**DATA RECORDS**:

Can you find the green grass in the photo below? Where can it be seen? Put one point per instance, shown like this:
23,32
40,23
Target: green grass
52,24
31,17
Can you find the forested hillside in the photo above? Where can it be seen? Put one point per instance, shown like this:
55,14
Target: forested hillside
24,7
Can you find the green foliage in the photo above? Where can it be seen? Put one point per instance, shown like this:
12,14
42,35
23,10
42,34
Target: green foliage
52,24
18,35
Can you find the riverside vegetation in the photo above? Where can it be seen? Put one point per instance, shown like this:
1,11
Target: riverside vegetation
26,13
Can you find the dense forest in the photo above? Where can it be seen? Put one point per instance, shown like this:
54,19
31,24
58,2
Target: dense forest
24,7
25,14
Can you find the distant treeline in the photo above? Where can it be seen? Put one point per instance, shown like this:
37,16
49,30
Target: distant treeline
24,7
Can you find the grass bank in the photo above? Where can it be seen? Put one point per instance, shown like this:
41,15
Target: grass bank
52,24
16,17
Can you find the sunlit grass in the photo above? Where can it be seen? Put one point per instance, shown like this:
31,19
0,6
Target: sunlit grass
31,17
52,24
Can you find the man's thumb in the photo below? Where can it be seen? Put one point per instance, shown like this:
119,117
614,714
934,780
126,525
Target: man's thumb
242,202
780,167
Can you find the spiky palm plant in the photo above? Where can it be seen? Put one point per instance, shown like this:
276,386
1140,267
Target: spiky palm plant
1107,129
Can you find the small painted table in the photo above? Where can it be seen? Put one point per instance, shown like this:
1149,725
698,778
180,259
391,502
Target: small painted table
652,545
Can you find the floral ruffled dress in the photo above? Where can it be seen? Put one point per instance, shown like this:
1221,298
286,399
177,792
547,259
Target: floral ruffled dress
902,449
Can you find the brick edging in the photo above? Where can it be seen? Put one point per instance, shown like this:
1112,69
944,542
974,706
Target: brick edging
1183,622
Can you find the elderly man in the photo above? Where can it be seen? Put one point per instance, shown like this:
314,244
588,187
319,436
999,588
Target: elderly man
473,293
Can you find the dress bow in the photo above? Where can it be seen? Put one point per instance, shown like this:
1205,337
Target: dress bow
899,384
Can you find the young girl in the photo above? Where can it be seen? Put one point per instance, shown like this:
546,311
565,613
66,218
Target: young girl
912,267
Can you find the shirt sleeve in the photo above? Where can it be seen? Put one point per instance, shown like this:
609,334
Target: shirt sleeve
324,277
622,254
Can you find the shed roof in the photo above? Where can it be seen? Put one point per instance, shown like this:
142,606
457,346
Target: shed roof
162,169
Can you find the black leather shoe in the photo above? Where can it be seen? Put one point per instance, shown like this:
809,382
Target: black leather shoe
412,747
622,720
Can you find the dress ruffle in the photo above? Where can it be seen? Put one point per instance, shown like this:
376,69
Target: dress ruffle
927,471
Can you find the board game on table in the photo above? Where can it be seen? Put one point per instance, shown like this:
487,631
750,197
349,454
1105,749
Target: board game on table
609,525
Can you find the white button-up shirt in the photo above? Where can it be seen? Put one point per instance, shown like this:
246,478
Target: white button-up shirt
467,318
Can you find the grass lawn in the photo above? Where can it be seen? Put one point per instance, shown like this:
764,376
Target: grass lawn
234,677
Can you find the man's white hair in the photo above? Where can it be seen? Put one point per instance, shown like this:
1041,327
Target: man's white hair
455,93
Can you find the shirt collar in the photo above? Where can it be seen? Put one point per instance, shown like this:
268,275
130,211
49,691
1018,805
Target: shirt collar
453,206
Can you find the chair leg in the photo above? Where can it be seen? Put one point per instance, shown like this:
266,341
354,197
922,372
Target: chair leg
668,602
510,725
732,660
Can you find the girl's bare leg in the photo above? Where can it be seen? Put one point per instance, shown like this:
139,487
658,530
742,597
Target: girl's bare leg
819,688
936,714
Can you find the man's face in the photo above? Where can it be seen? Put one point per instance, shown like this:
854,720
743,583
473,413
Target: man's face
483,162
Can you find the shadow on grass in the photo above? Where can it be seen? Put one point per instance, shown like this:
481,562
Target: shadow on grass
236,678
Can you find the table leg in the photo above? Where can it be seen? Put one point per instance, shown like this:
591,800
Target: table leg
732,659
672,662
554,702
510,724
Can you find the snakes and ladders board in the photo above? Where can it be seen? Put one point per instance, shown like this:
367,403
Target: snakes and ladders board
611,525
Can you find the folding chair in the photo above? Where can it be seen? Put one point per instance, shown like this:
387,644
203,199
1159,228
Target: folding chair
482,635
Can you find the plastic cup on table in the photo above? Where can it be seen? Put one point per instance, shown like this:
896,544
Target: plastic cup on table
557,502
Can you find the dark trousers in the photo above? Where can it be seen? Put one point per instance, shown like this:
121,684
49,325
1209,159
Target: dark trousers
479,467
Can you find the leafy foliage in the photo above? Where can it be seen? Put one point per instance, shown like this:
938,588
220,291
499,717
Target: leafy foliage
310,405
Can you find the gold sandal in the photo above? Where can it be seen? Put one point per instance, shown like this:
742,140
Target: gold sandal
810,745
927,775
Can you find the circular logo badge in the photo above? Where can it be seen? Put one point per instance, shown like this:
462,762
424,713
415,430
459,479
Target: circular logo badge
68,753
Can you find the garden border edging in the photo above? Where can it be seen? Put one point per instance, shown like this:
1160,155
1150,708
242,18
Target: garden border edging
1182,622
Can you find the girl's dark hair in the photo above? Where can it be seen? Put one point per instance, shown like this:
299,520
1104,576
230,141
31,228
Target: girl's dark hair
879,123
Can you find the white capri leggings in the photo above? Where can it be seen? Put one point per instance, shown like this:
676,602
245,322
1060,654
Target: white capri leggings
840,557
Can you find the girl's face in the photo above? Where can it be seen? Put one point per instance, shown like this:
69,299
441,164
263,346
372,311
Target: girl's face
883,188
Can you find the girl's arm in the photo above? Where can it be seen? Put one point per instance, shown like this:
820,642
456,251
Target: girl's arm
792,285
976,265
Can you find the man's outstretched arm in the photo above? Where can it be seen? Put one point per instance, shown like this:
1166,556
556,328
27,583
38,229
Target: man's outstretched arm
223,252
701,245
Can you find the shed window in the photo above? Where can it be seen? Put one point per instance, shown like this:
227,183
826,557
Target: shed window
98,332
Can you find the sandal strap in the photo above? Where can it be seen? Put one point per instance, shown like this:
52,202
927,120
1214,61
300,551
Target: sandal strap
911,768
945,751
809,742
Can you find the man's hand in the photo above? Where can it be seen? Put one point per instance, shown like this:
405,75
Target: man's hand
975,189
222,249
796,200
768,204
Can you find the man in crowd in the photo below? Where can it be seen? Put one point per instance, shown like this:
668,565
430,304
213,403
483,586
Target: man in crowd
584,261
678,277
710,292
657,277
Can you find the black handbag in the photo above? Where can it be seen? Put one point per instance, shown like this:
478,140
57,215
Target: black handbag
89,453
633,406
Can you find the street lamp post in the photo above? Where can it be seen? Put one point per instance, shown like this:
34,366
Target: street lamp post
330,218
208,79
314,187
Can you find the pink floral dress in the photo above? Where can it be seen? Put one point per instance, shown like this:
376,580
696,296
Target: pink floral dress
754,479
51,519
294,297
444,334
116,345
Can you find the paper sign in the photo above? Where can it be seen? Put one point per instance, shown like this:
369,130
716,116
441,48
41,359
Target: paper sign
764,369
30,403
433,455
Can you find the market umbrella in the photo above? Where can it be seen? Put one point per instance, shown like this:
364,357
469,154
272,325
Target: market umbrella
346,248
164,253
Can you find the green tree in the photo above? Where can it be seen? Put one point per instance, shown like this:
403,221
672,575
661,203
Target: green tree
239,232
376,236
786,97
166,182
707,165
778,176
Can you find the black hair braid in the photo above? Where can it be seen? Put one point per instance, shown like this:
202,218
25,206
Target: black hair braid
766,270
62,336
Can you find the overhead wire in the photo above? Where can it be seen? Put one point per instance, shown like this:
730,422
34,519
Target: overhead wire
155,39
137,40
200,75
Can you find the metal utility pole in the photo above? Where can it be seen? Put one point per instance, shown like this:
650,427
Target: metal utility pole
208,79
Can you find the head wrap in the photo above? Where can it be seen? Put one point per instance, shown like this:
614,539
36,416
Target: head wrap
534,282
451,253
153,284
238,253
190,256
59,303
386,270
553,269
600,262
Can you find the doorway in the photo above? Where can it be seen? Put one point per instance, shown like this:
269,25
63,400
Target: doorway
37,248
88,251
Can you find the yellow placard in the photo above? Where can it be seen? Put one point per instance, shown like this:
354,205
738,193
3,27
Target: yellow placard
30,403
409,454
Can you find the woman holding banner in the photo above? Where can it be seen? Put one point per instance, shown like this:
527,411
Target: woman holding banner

**WORK TO DO**:
In the records above, locate the line that contains "Can you find the overhead". Repeat it and every line after it, exactly, and nothing else.

**WRITTEN RESPONSE**:
Can you find the overhead wire in the photo above? Where can it be seen? Put one point per instance, shown like this:
730,422
34,519
Target: overhead wire
155,39
137,40
200,75
Can you find the metal utility pole in the photo above? Where can it be seen? Put one point per instance, shown like this:
650,427
Target: metal utility pole
208,79
Can you find the head wrap in the photo above? Where can it be seen? Put one point per instance, shown like this:
614,539
36,416
Target: head wrap
534,282
451,253
153,284
238,253
190,256
59,303
386,270
553,269
600,262
Can you find the doorway in the photo above? Where can it be seen? Put one point per instance, shown like this:
269,25
63,400
Target: doorway
37,248
88,251
Can you find the yellow placard in the photo above? Where can it be seen? Put one point per instance, shown like this:
354,205
738,193
3,27
Target: yellow placard
30,403
409,454
Can you find the woman holding banner in the photo above? Where can it be seen? Put one point per instance, shown like this:
527,411
Target: woman holding banner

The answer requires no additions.